Passage shown:
☆ ☆ ☆ ☆

Sargent County is a county in the U.S. state of North Dakota. Its county seat is Forman, and its most populous city is Gwinner. The county is named in honor of Homer E. Sargent, a 19th-century general manager of the Northern Pacific Railroad Company. The county spans an agricultural region between the James River and Red River valleys in southeastern North Dakota dotted with various sloughs, lakes, and hills.

As of the 2020 census, the population was 3,862. It is the 29th-most populous county in North Dakota, and was the original home of the Bobcat Company, a manufacturer of farm and construction equipment that still produces a large number of skid-steer loaders at its facility in Gwinner.

History
The Dakota Territory created the county on April 9, 1883, with areas partitioned from Ransom County, from previously unorganized areas and from non-county areas in the Wahpeton and Sisseton Indian Reserve. It was named for H. E. Sargent, a railroad executive. Its governing structure was not completed at that time, so it was attached to Richland for judicial purposes and to Ransom for administrative purposes. This arrangement only lasted until October 8, when the county government was effected, with Milnor as the county seat. However, in 1884, in the county's first election, Forman was chosen as the county seat.

The Northern Pacific Railway laid a line into the county in 1883, reaching Milnor. By 1900 it had been extended across the county. The county's population rapidly increased, reaching a peak in the 1920 United States census (9,655).

In 1997 the Brampton Lutheran Church (originally built in 1908) was moved to Sletta near Radøy in Norway and reconstructed there. It is now called Emigrantkirka (Emigrant Church).

The Sargent County Courthouse, a Beaux Arts-style building built in 1910, is listed on the U.S. National Register of Historic Places.

Geography

Sargent County lies near the southeastern corner of North Dakota, abutting the state's southern border with South Dakota. The county is almost exactly rectangular in shape (consisting of 24 sections of land), with a small protrusion in the county's southeastern corner for alignment with the boundaries of the Lake Traverse Indian Reservation. The county has a total area of , of which  is land and  (1.0%) is water.

Other than small portions of the western and northern sides of the county that lie in the James River and Sheyenne River watersheds, respectively, the vast majority of the county lies within the watershed of the Wild Rice River, whose source is the termination of a drainage ditch about two miles northeast of Brampton in southwestern Sargent County. It flows generally easterly through the southern part of the county, passing through Silver Lake and Lake Tewaukon before flowing further east into Richland County about five miles southeast of De Lamere.

The county's topography is varied, with the southern and western portions of the county being dominated by glacial hills, including the northern tip of the Coteau des Prairies standing prominently along the county's southern border, gradually transitioning into the much flatter landscape of the Red River Valley in the eastern portion of the county. The flatter areas of the county are largely devoted to the production of corn, soybean, and wheat, with much of the more hilly terrain being used as pastures for grazing livestock. The terrain generally slopes to the south and east, with its highest point on its western boundary line at 1,365' (416m) ASL, although a northwest–southeast rise on the eastern portion of its south boundary line rises to 1,729' (527m) ASL.

☆ ☆ ☆ ☆

Data provided:

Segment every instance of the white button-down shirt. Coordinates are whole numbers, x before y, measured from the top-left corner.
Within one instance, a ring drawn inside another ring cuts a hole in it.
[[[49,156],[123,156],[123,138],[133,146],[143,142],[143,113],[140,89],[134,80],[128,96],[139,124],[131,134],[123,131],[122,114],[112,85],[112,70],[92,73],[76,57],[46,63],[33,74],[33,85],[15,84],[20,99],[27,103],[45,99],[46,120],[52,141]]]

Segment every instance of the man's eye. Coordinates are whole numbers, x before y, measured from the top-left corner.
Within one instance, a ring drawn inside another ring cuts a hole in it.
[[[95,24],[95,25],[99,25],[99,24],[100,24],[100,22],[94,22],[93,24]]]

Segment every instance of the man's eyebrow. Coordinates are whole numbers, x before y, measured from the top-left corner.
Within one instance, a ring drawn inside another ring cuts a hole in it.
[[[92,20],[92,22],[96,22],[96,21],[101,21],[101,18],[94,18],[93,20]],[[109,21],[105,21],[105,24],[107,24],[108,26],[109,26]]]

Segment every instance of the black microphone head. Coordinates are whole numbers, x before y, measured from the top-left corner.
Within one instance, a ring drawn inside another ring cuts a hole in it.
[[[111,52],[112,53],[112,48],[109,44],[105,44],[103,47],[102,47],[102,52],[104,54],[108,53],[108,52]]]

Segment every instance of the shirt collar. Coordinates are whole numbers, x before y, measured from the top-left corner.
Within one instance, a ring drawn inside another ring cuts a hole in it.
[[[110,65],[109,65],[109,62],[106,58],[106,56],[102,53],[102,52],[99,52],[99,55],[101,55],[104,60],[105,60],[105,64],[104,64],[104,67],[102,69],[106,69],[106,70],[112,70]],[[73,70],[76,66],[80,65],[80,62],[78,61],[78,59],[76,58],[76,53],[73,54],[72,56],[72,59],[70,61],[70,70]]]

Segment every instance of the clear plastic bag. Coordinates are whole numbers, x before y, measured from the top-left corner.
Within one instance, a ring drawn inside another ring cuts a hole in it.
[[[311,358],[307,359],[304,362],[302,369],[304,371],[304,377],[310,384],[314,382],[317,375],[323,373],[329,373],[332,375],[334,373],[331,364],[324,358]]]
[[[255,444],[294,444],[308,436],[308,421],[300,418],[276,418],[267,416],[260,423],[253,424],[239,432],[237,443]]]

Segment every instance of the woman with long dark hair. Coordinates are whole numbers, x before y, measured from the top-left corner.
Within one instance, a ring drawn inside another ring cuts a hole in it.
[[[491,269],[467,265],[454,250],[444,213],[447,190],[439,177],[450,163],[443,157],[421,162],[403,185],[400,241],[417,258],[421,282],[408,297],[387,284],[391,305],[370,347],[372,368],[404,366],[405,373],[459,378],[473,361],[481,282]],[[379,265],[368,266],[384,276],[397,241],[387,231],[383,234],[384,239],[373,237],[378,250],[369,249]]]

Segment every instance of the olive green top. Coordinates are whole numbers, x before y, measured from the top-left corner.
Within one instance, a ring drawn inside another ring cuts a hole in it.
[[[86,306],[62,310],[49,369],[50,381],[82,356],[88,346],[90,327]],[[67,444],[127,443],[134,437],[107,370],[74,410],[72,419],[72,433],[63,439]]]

☆ ☆ ☆ ☆

Task description:
Summarize the Sargent County text above in three sentences.

Solution to the exercise:
Sargent County, in southeastern North Dakota, has Forman as its county seat and Gwinner as its most populous city, and it is named for Homer E. Sargent, a Northern Pacific Railroad executive. The Dakota Territory created the county on April 9, 1883, and its population peaked at 9,655 in the 1920 census before falling to 3,862 by the 2020 census. Most of the county lies in the Wild Rice River watershed, with glacial hills in the south and west giving way to the flatter Red River Valley in the east, where corn, soybeans, and wheat are grown.